[Entries supplied]:
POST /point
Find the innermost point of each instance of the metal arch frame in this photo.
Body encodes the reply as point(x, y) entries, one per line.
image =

---

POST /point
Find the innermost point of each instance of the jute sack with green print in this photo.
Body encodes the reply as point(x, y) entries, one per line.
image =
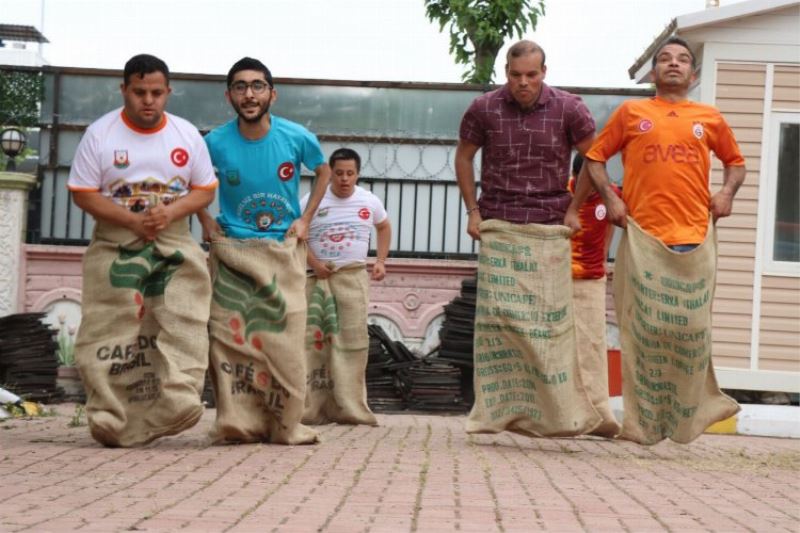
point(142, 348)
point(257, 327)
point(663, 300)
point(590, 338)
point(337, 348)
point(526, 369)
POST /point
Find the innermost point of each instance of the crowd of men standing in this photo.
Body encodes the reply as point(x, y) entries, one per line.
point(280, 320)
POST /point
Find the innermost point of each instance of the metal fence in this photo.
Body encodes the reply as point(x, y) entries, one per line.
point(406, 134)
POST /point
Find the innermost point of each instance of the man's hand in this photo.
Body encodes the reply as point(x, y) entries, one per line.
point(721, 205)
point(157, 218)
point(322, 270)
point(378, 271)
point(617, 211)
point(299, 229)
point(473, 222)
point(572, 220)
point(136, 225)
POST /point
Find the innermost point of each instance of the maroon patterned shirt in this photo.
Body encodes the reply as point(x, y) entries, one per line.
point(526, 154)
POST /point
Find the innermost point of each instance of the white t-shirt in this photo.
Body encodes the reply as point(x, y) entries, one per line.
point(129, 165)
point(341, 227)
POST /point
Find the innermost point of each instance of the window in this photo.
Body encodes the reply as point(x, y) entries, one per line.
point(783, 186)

[Task requirements]: Which lines in the data above contain the string "innermost"? Copy every one of them.

[Output of the task]:
Find the innermost point of each instance of the metal arch frame in this photo.
Find the innermost point of each instance of the jute sack with green print in this photo.
Find the innermost point of each instance of the crowd of men standing in this photo.
Find the innermost point of each instance of the metal fence in this photo.
Find the innermost point of each instance of the man's hand in this photo.
Find the innermost point of each instance of the maroon patterned shirt in this photo.
Find the innermost point of each instance of the white t-shirt in this photo.
Find the innermost point of each instance of the window in this photo.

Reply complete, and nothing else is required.